_Your goal_: Please arrange every line of the items below as a numbered list, leaving out the blank lines.

Stored data:
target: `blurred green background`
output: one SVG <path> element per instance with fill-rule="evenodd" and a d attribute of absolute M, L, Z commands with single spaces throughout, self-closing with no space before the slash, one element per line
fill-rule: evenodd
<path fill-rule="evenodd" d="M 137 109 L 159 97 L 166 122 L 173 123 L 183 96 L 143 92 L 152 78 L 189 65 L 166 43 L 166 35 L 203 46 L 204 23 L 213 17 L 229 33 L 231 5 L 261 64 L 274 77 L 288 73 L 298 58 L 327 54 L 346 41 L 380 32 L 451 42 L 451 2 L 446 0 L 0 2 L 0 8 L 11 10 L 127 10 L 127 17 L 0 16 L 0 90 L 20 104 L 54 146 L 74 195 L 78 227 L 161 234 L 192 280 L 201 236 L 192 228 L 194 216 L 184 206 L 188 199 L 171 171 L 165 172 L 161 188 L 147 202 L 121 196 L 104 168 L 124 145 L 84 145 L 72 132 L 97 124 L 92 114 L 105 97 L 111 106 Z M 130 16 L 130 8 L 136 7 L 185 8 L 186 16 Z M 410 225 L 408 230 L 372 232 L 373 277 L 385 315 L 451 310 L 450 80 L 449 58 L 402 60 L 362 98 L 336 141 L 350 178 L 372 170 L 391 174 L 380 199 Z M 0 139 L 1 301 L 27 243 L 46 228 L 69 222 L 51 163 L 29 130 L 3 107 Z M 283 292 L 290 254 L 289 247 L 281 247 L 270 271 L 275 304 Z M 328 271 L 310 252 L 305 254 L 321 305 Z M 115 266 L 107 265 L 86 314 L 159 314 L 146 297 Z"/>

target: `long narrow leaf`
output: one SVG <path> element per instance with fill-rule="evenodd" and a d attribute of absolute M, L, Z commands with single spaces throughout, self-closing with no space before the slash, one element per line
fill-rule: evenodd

_Answer to this task_:
1. target: `blurred green background`
2. output: one SVG <path> element per instance with fill-rule="evenodd" and a d attribute of absolute M, L, Z commands with single spaces throughout, self-closing with no space before the slash, one element per line
3. fill-rule: evenodd
4. <path fill-rule="evenodd" d="M 137 109 L 159 97 L 166 122 L 173 123 L 183 96 L 143 92 L 152 78 L 189 65 L 166 43 L 166 35 L 203 46 L 204 23 L 213 17 L 229 33 L 231 5 L 261 64 L 274 77 L 288 73 L 298 58 L 327 54 L 346 41 L 380 32 L 451 42 L 451 2 L 446 0 L 0 2 L 0 8 L 11 10 L 127 10 L 127 17 L 0 16 L 0 90 L 20 104 L 54 146 L 74 195 L 78 227 L 161 234 L 192 280 L 201 236 L 192 228 L 194 216 L 184 206 L 188 199 L 171 171 L 165 172 L 161 188 L 147 202 L 121 196 L 104 168 L 124 145 L 84 145 L 72 132 L 97 124 L 92 114 L 105 97 L 111 106 Z M 130 16 L 130 8 L 136 7 L 185 8 L 186 16 Z M 410 225 L 408 230 L 372 232 L 373 277 L 385 315 L 451 310 L 450 80 L 449 58 L 402 60 L 362 98 L 336 141 L 350 178 L 372 170 L 391 174 L 380 199 Z M 0 139 L 1 301 L 27 243 L 46 228 L 69 222 L 51 163 L 29 130 L 3 107 Z M 283 292 L 290 254 L 289 247 L 281 247 L 270 271 L 275 304 Z M 328 271 L 310 252 L 305 254 L 321 305 Z M 115 266 L 107 265 L 86 314 L 159 314 L 146 297 Z"/>
5. target: `long narrow leaf`
6. output: one SVG <path> element per instance with fill-rule="evenodd" and a d attribute of absolute M, L, Z commands with single spaces throughout, self-closing with no space before the slash, one element per line
7. fill-rule: evenodd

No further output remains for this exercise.